▶ _REQUESTS_
a - Repeat verbatim the reply about learning object-oriented programming, from "On 2012-12-30, at" up to and including "to learn OO-programming?".
b - Carry on writing the reply about learning object-oriented programming, starting after its last sentence.

▶ _SOURCE PASSAGE_
= = = =
On 2012-12-30, at 2:58 PM, Daniel Díaz Casanueva <[email protected]> wrote:

> Well, my curiosity is bringing me to learn a new general purpose programming 
> language. Haskellers are frequently comparing Object-Oriented languages with 
> Haskell itself, but I have never programmed in any OO-language! (perhaps this 
> is an uncommon case) I thought it could be good to me (as a programmer) to 
> learn C/C++. Many interesting courses (most of them) use these languages and 
> I feel like limited for being a Haskell programmer. It looks like I have to 
> learn imperative programming (with side effects all over around) in some 
> point of my programming life.
> 
> So my questions for you all are:
> 
> * Is it really worthwhile for me to learn OO-programming?

Yes. And you should learn OO *very* well. And remember, OO doesn't really get 
interesting until the program gets big.

As for languages I'd suggest Smalltalk or Eiffel, perhaps both. The big 
advantage to Eiffel is that you have Object Oriented Software Construction 
(second edition (not first)) to work from. Every OO language has to answer to 
the issues brought up in OOSC2 (and they don't/can't). Eiffel's inheritance 
mechanism is also one of the few that let you use inheritance to do useful 
things (OOSC2 names 16 or 18 different uses for inheritance… it's not just for 
'is-a' relationships). Eiffel also has a contract system that's powerful enough 
to be useful. Smalltalk's advantage is that it will also introduce you to the 
idea of a programming 'system', for lack of better words. Smalltalk works in a 
live system, as you are writing code you are modifying live and already 
executing code. Once you realize that the 'best' editor in Smalltalk is the 
debugger (and what 'a good debugger' actually means) you'll understand 
test-driven-development's origins. This is very different from Haskell.
= = = =
▶ _RECORDED INFORMATION_
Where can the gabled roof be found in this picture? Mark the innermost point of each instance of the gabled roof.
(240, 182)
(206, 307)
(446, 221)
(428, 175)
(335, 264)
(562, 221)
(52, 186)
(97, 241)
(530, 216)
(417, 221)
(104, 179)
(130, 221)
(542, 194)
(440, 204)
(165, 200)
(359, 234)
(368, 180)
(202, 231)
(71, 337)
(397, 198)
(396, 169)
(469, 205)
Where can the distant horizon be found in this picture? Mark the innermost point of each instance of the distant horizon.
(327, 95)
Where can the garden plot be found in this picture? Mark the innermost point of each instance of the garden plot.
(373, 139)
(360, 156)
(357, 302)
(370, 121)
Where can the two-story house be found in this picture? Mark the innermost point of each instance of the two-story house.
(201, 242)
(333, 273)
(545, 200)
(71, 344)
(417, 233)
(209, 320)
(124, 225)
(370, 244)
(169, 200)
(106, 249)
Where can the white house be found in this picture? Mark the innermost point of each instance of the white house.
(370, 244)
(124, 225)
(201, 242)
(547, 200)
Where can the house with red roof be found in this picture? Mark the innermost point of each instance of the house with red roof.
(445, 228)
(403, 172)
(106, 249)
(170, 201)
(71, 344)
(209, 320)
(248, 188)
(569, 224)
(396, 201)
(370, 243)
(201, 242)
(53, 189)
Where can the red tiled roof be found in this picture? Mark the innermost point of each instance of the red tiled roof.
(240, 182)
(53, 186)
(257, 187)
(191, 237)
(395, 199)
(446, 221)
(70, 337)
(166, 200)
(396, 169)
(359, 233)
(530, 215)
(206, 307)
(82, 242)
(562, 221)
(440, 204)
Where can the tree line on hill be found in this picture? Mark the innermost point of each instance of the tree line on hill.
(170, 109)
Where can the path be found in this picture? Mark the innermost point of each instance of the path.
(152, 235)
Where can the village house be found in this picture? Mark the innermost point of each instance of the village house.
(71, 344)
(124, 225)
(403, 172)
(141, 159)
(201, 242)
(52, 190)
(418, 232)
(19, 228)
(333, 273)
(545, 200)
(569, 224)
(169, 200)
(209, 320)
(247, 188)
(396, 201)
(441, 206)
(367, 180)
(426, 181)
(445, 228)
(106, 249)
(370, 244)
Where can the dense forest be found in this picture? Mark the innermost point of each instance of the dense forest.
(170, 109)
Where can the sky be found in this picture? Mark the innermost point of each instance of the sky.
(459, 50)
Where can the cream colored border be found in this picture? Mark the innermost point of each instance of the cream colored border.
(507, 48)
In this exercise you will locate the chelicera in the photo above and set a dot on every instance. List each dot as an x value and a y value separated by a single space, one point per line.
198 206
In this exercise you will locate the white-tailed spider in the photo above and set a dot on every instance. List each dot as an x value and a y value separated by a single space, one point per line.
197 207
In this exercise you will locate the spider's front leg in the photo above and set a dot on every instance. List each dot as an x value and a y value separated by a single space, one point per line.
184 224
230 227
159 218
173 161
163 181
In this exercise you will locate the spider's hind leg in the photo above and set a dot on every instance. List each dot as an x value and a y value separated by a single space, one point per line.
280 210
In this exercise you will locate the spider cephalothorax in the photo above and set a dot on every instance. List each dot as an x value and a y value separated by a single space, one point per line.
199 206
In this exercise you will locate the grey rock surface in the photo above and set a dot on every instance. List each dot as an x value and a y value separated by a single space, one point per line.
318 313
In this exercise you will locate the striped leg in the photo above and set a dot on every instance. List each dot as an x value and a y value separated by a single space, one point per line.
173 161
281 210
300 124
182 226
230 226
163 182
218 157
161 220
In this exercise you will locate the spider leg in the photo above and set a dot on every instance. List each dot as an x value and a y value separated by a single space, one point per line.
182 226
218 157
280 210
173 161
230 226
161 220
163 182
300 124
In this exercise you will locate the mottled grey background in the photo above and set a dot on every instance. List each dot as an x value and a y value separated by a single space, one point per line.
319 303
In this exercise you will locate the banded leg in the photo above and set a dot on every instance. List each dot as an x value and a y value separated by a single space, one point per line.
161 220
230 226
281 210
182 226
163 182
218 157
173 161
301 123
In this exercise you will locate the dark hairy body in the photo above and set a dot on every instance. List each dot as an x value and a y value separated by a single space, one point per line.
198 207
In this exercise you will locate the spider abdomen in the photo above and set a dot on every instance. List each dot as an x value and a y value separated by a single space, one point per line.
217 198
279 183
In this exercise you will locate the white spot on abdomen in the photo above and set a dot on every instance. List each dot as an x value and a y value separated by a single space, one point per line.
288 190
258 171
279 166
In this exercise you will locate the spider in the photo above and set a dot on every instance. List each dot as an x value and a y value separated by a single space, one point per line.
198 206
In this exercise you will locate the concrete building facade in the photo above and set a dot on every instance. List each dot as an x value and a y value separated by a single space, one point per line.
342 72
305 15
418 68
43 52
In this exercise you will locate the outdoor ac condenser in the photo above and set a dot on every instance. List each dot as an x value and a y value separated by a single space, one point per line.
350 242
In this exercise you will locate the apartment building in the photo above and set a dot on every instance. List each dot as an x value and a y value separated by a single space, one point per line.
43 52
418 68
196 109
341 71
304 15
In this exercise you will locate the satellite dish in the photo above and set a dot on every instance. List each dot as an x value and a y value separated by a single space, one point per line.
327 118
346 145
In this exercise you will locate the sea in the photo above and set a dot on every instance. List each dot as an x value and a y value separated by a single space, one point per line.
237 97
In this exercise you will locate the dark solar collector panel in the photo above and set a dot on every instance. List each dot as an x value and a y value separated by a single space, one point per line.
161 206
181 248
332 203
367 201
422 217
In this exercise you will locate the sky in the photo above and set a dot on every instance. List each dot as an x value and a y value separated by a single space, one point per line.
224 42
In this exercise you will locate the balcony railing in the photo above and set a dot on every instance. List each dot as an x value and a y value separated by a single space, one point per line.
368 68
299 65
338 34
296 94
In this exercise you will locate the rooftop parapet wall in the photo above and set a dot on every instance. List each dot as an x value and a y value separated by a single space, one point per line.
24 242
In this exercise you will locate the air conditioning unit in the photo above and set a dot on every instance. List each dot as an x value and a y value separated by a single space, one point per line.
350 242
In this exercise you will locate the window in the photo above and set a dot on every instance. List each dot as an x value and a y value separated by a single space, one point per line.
= = = =
▶ _ANSWERS FOR THE EXERCISE_
a -
On 2012-12-30, at 2:58 PM, Daniel Díaz Casanueva <[email protected]> wrote:

> Well, my curiosity is bringing me to learn a new general purpose programming 
> language. Haskellers are frequently comparing Object-Oriented languages with 
> Haskell itself, but I have never programmed in any OO-language! (perhaps this 
> is an uncommon case) I thought it could be good to me (as a programmer) to 
> learn C/C++. Many interesting courses (most of them) use these languages and 
> I feel like limited for being a Haskell programmer. It looks like I have to 
> learn imperative programming (with side effects all over around) in some 
> point of my programming life.
> 
> So my questions for you all are:
> 
> * Is it really worthwhile for me to learn OO-programming?

b -
Actually, you should probably learn both languages.

I don't think C++ will help you learn OO, or much of anything else either. 
Vigorously avoid is my advice.

C you're probably going to have to learn sooner or later but wait until you 
have to. And it's not OO at all. Though, if you learn K&R C (pre-ansi C) you'll 
get a better understanding of why people liked OO so much :-)

Ruby might be an easy route to OO too. I like the language quite a lot, but I'm 
not sure I'd recommend it for your purposes.

> 
> * If so, where should I start? There are plenty of "functional programming 
> for OO programmers" but I have never seen "OO programming for functional 
> programmers".
> 
> * Is it true that learning other programming languages leads to a better use 
> of your favorite programming language?

That's been my experience. And it'll be harder to name your favourite language 
too.

> 
> * Will I learn new programming strategies that I can use back in the Haskell 
> world?

Probably.

Cheers,
Bob

> 
> Thanks in advance for your kind responses,
> Daniel Díaz.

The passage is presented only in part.